Identify every line in the items below that contains the word "logo", and copy each of those lines.

======== Data provided ========

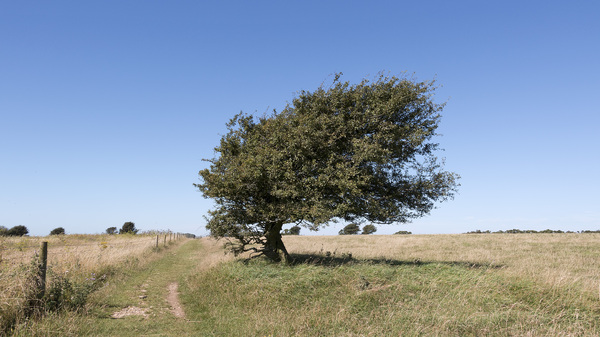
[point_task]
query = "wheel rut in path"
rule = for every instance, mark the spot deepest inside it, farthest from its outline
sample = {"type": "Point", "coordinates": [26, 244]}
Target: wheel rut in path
{"type": "Point", "coordinates": [173, 300]}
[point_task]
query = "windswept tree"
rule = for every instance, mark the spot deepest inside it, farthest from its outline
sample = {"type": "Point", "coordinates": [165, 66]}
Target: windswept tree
{"type": "Point", "coordinates": [128, 228]}
{"type": "Point", "coordinates": [361, 152]}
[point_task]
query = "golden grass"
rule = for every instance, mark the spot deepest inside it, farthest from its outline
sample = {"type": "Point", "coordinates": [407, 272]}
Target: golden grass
{"type": "Point", "coordinates": [78, 257]}
{"type": "Point", "coordinates": [571, 260]}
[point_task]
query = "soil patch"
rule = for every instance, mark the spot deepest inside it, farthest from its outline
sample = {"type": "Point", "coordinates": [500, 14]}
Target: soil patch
{"type": "Point", "coordinates": [130, 311]}
{"type": "Point", "coordinates": [173, 300]}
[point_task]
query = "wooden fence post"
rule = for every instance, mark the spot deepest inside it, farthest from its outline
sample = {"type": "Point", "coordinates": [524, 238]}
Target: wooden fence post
{"type": "Point", "coordinates": [43, 263]}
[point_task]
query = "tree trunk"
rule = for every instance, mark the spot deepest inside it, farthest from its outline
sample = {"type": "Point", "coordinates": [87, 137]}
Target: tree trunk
{"type": "Point", "coordinates": [274, 247]}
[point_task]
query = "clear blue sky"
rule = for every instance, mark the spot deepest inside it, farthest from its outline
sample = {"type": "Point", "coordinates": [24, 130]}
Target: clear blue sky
{"type": "Point", "coordinates": [108, 107]}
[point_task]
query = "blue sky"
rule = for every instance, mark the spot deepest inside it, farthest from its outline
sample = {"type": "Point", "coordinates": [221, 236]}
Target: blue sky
{"type": "Point", "coordinates": [107, 108]}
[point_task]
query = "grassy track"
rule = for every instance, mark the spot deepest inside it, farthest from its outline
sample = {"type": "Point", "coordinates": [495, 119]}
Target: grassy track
{"type": "Point", "coordinates": [421, 286]}
{"type": "Point", "coordinates": [145, 290]}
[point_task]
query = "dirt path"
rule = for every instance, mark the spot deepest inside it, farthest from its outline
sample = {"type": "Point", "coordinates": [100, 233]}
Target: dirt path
{"type": "Point", "coordinates": [147, 302]}
{"type": "Point", "coordinates": [173, 300]}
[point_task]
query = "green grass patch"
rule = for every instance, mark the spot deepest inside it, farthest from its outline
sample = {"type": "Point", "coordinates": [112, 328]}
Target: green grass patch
{"type": "Point", "coordinates": [381, 299]}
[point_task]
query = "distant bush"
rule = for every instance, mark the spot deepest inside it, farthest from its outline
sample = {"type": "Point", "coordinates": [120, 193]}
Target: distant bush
{"type": "Point", "coordinates": [403, 232]}
{"type": "Point", "coordinates": [15, 231]}
{"type": "Point", "coordinates": [526, 231]}
{"type": "Point", "coordinates": [350, 229]}
{"type": "Point", "coordinates": [57, 231]}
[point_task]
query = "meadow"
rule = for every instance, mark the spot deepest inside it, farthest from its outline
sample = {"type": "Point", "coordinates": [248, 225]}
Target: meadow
{"type": "Point", "coordinates": [408, 285]}
{"type": "Point", "coordinates": [356, 285]}
{"type": "Point", "coordinates": [77, 265]}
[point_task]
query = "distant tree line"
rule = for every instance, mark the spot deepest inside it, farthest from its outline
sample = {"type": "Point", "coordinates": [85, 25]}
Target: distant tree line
{"type": "Point", "coordinates": [353, 228]}
{"type": "Point", "coordinates": [14, 231]}
{"type": "Point", "coordinates": [127, 228]}
{"type": "Point", "coordinates": [528, 231]}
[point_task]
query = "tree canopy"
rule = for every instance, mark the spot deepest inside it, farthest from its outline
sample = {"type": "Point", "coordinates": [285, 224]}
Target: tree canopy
{"type": "Point", "coordinates": [343, 152]}
{"type": "Point", "coordinates": [128, 228]}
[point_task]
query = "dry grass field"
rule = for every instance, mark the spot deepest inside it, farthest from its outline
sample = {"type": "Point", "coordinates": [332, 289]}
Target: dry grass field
{"type": "Point", "coordinates": [558, 260]}
{"type": "Point", "coordinates": [409, 285]}
{"type": "Point", "coordinates": [80, 260]}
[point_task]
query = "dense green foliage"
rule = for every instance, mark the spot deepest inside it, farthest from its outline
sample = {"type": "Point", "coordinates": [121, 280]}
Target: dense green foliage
{"type": "Point", "coordinates": [349, 152]}
{"type": "Point", "coordinates": [128, 228]}
{"type": "Point", "coordinates": [349, 229]}
{"type": "Point", "coordinates": [57, 231]}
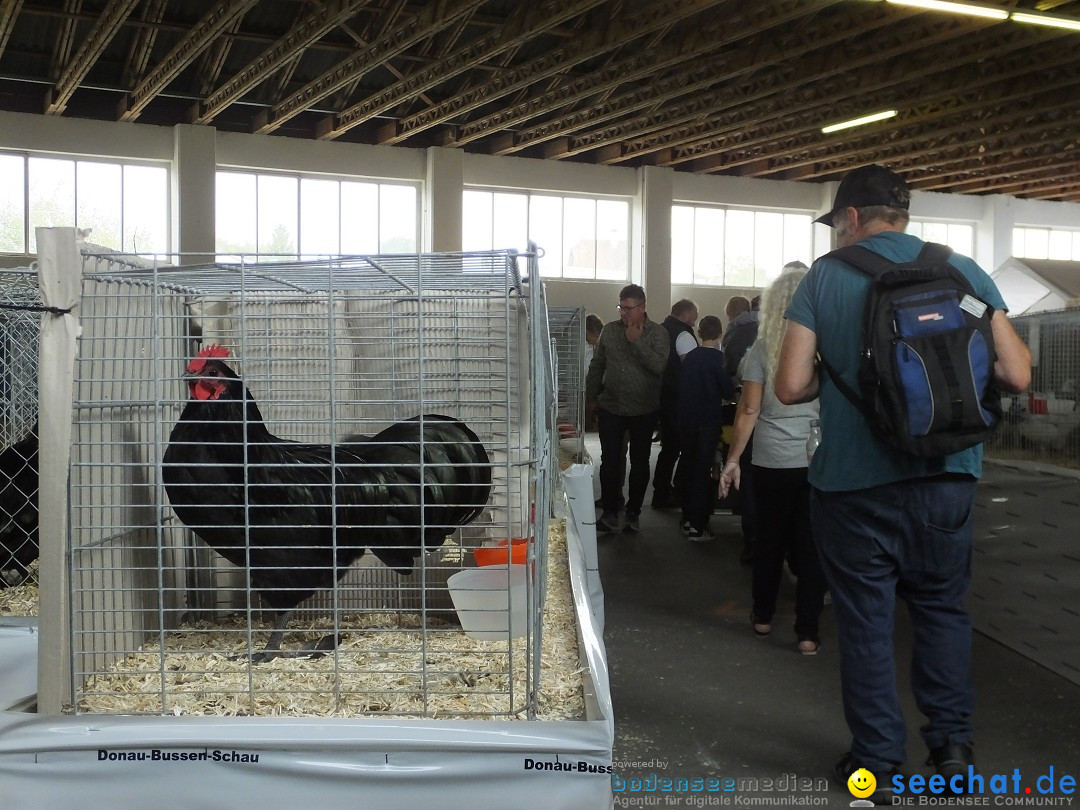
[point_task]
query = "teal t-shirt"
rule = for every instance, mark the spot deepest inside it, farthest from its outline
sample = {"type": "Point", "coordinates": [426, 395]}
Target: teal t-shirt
{"type": "Point", "coordinates": [829, 302]}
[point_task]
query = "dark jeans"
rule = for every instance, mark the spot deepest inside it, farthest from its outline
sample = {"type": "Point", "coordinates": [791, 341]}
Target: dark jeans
{"type": "Point", "coordinates": [697, 487]}
{"type": "Point", "coordinates": [910, 539]}
{"type": "Point", "coordinates": [783, 509]}
{"type": "Point", "coordinates": [611, 428]}
{"type": "Point", "coordinates": [670, 449]}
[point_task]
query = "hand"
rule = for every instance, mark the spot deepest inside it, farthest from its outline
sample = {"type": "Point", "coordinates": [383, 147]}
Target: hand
{"type": "Point", "coordinates": [731, 474]}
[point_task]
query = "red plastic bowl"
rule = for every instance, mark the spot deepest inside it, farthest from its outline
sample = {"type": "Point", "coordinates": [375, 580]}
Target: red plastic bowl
{"type": "Point", "coordinates": [497, 554]}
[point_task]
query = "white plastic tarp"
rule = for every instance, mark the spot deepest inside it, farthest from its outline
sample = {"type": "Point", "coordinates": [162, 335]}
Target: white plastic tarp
{"type": "Point", "coordinates": [578, 485]}
{"type": "Point", "coordinates": [116, 761]}
{"type": "Point", "coordinates": [18, 662]}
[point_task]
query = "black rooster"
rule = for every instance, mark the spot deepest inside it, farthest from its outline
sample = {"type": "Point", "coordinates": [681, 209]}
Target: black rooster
{"type": "Point", "coordinates": [18, 509]}
{"type": "Point", "coordinates": [297, 515]}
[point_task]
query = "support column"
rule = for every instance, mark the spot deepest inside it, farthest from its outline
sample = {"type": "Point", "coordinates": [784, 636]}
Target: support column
{"type": "Point", "coordinates": [194, 164]}
{"type": "Point", "coordinates": [653, 271]}
{"type": "Point", "coordinates": [442, 200]}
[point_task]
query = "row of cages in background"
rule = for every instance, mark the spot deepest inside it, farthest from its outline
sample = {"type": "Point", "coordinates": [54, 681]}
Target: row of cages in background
{"type": "Point", "coordinates": [320, 448]}
{"type": "Point", "coordinates": [567, 327]}
{"type": "Point", "coordinates": [1043, 422]}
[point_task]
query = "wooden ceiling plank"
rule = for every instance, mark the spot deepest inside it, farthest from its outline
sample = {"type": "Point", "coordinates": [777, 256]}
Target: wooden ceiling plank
{"type": "Point", "coordinates": [105, 28]}
{"type": "Point", "coordinates": [322, 19]}
{"type": "Point", "coordinates": [201, 35]}
{"type": "Point", "coordinates": [1015, 135]}
{"type": "Point", "coordinates": [431, 18]}
{"type": "Point", "coordinates": [142, 46]}
{"type": "Point", "coordinates": [805, 121]}
{"type": "Point", "coordinates": [730, 110]}
{"type": "Point", "coordinates": [65, 39]}
{"type": "Point", "coordinates": [701, 73]}
{"type": "Point", "coordinates": [594, 43]}
{"type": "Point", "coordinates": [9, 12]}
{"type": "Point", "coordinates": [518, 29]}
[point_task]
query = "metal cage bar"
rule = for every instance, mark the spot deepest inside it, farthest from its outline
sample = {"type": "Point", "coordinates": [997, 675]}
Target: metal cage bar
{"type": "Point", "coordinates": [333, 352]}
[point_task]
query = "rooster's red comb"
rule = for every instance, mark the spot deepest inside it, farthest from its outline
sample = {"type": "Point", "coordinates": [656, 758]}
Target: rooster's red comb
{"type": "Point", "coordinates": [213, 351]}
{"type": "Point", "coordinates": [206, 352]}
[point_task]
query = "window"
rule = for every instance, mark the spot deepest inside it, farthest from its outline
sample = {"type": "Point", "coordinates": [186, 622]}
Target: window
{"type": "Point", "coordinates": [580, 237]}
{"type": "Point", "coordinates": [1047, 243]}
{"type": "Point", "coordinates": [737, 247]}
{"type": "Point", "coordinates": [960, 238]}
{"type": "Point", "coordinates": [292, 216]}
{"type": "Point", "coordinates": [124, 205]}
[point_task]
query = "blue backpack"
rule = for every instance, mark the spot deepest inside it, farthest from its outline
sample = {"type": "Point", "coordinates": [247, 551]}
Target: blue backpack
{"type": "Point", "coordinates": [927, 363]}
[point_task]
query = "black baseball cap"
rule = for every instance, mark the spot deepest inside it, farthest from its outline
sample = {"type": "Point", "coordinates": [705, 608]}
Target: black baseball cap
{"type": "Point", "coordinates": [865, 186]}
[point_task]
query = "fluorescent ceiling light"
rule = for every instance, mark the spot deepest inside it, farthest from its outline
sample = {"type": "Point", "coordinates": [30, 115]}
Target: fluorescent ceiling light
{"type": "Point", "coordinates": [1047, 19]}
{"type": "Point", "coordinates": [859, 121]}
{"type": "Point", "coordinates": [977, 11]}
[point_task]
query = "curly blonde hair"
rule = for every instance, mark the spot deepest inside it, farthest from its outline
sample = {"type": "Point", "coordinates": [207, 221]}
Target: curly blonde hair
{"type": "Point", "coordinates": [774, 300]}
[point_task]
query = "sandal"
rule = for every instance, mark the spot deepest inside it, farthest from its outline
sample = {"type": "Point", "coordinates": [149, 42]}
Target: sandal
{"type": "Point", "coordinates": [760, 629]}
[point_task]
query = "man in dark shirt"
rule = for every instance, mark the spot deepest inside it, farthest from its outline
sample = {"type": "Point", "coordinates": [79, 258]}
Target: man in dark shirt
{"type": "Point", "coordinates": [623, 390]}
{"type": "Point", "coordinates": [679, 325]}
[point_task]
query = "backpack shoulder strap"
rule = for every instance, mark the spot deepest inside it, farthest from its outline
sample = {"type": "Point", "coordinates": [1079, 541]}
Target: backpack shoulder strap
{"type": "Point", "coordinates": [844, 388]}
{"type": "Point", "coordinates": [863, 259]}
{"type": "Point", "coordinates": [934, 253]}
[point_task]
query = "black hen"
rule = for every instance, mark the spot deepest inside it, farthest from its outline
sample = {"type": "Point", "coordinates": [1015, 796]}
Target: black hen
{"type": "Point", "coordinates": [18, 509]}
{"type": "Point", "coordinates": [297, 515]}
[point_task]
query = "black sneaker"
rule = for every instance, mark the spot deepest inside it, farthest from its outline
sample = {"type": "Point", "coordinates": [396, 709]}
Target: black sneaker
{"type": "Point", "coordinates": [953, 759]}
{"type": "Point", "coordinates": [882, 793]}
{"type": "Point", "coordinates": [607, 523]}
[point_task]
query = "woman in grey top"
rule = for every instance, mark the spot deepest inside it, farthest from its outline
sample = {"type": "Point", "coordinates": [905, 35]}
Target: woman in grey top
{"type": "Point", "coordinates": [781, 490]}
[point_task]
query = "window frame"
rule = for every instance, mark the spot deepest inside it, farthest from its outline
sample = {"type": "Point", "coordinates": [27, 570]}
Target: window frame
{"type": "Point", "coordinates": [298, 178]}
{"type": "Point", "coordinates": [531, 203]}
{"type": "Point", "coordinates": [77, 160]}
{"type": "Point", "coordinates": [721, 214]}
{"type": "Point", "coordinates": [1021, 234]}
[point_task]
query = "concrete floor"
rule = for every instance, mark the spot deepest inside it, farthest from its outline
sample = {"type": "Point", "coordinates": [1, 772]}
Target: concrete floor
{"type": "Point", "coordinates": [698, 696]}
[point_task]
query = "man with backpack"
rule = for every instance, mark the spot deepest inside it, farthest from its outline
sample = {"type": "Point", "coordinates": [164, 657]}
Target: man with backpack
{"type": "Point", "coordinates": [892, 497]}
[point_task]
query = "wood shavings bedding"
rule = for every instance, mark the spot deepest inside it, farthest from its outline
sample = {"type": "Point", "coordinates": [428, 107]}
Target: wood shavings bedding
{"type": "Point", "coordinates": [21, 599]}
{"type": "Point", "coordinates": [386, 664]}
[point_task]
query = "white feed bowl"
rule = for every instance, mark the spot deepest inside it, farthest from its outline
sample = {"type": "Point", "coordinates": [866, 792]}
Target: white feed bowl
{"type": "Point", "coordinates": [486, 609]}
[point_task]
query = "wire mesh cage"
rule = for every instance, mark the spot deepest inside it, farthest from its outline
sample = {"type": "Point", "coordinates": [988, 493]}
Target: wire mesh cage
{"type": "Point", "coordinates": [392, 424]}
{"type": "Point", "coordinates": [567, 327]}
{"type": "Point", "coordinates": [19, 323]}
{"type": "Point", "coordinates": [1043, 423]}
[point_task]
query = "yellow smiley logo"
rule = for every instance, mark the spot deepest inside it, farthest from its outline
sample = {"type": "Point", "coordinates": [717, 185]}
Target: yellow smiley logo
{"type": "Point", "coordinates": [862, 783]}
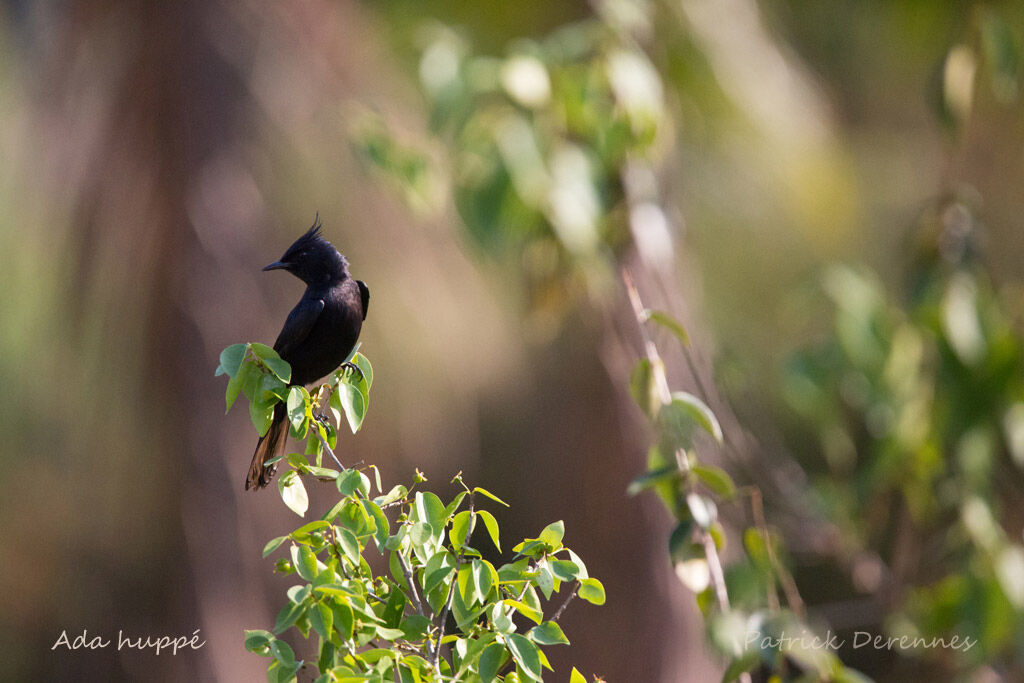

========

# Exercise response
query = "yellow smiley logo"
Target: yellow smiley logo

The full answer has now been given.